▶ _Task requirements_:
Please repeat, unchanged, the lines at the top of the listing below, ending with the one that has "the man's neck".

:: Material to process ::

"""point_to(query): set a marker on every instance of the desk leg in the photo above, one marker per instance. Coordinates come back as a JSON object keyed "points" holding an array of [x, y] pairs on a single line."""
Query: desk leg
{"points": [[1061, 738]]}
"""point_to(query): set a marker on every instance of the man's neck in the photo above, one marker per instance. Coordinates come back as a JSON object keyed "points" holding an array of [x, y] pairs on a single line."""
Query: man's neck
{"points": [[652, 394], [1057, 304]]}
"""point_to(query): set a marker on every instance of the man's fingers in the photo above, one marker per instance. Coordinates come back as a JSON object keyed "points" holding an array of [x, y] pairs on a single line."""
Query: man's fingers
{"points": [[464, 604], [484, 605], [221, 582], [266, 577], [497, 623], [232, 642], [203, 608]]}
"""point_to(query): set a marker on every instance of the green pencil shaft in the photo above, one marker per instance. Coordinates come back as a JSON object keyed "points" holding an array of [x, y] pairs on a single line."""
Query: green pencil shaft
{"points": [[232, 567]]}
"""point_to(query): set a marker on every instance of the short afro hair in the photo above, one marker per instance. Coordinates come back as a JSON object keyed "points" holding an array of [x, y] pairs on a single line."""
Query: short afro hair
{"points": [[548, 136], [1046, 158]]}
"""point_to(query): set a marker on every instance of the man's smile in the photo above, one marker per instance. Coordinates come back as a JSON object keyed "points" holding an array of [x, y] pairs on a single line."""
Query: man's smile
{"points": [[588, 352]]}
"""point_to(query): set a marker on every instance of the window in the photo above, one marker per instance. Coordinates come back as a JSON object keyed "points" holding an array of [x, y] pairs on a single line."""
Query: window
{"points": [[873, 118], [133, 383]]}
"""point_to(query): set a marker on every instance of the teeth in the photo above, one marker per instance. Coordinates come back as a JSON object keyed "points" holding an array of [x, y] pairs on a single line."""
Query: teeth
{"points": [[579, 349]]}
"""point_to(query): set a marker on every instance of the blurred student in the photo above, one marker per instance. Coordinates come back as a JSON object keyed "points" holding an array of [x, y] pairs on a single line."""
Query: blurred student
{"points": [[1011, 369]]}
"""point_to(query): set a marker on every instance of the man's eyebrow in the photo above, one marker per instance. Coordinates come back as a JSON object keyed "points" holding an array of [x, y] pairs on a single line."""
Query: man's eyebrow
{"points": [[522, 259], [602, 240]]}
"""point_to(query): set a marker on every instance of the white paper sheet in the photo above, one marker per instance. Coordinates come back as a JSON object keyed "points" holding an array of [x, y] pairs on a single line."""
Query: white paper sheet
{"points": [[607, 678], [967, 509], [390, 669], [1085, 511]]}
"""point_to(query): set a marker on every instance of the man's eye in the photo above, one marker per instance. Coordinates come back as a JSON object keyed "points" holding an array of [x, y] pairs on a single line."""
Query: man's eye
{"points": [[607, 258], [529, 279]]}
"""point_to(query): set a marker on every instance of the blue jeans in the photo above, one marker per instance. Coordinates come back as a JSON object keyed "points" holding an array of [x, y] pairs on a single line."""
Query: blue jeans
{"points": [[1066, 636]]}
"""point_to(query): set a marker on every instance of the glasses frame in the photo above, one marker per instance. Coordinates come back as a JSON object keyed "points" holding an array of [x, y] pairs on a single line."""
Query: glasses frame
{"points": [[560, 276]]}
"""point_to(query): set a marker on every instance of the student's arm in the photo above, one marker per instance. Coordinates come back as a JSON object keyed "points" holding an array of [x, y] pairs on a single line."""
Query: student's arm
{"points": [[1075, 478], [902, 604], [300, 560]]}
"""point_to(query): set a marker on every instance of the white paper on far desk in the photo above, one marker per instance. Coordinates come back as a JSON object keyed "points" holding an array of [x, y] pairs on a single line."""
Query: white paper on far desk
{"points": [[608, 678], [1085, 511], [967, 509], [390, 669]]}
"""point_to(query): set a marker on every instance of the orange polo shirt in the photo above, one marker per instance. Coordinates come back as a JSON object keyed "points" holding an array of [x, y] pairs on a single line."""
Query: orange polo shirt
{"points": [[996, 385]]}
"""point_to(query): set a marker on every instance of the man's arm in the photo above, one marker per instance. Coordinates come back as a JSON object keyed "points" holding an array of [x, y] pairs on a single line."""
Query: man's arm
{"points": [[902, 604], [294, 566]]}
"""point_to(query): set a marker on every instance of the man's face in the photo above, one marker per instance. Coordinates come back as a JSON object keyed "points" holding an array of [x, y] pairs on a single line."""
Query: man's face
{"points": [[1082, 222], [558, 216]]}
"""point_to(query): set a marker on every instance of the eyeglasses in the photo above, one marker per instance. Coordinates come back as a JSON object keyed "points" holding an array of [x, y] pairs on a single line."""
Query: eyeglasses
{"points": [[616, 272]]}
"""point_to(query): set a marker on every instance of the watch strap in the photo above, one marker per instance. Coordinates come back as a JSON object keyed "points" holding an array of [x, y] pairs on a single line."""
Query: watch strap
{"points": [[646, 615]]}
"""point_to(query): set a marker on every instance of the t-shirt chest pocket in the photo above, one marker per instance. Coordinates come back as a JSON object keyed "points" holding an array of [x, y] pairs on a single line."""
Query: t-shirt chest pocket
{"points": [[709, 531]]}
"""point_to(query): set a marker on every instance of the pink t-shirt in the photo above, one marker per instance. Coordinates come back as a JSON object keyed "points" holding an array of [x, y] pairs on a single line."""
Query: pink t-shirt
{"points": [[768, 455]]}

:::

▶ _Output below_:
"""point_to(query): set a marker on every instance of the desk leg in the photo above, one marker per instance. Coordinates come back as a JSON object keyed "points" holding an array of [x, y] pairs on a single line."""
Query: desk leg
{"points": [[1061, 738]]}
"""point_to(query): set a marker on every instance of the man's neck in the photo above, one marker per instance. Coordinates come back as a JSON object keyed "points" holding an array of [x, y] pairs on a single line."""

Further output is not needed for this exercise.